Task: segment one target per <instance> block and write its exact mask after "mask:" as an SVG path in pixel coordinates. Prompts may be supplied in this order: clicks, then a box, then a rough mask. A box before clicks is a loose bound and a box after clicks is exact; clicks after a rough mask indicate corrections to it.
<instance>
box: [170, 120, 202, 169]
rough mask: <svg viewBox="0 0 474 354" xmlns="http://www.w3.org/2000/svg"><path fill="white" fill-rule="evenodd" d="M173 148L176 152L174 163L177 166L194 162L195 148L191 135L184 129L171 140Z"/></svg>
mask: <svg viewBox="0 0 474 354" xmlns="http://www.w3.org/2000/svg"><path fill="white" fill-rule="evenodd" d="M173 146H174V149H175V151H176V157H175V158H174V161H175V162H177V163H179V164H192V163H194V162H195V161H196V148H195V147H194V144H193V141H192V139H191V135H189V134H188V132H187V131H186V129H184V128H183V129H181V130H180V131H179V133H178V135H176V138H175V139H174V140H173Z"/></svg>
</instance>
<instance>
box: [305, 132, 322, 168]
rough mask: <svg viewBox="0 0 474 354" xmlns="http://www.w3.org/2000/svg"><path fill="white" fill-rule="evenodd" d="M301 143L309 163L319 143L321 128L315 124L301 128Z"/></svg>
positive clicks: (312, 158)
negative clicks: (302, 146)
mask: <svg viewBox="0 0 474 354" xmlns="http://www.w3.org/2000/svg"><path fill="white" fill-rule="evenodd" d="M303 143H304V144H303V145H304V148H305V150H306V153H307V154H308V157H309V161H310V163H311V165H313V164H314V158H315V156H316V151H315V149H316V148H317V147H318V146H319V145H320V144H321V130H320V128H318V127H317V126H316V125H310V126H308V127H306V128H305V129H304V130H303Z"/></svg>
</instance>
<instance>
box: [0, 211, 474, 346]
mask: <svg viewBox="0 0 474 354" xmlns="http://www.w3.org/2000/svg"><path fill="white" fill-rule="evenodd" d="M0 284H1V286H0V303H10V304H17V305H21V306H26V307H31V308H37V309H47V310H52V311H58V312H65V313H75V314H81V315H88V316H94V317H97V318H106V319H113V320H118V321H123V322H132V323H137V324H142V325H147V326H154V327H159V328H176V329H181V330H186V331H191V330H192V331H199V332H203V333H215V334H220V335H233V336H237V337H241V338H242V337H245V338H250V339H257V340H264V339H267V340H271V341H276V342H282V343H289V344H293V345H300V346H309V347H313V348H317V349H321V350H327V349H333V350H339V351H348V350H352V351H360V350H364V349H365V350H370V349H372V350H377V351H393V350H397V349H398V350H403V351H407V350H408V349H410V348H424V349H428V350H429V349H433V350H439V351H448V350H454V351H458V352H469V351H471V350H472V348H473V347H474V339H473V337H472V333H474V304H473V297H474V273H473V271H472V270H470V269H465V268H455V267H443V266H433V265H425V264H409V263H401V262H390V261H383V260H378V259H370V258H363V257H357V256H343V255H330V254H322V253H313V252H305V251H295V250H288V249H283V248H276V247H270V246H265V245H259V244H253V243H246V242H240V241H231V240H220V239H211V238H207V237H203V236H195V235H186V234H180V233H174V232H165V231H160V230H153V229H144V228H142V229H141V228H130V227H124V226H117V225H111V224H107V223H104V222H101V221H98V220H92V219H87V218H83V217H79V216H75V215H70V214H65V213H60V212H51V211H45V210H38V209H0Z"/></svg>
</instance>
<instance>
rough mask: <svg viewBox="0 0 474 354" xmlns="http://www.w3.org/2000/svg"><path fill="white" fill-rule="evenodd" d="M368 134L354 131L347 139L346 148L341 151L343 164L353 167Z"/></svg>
________
◆ What the task requires ◆
How many lines of the data above contain the string "clicks"? Treat uppercase and lowercase as different, and reply with the number only.

◆ Exercise response ◆
3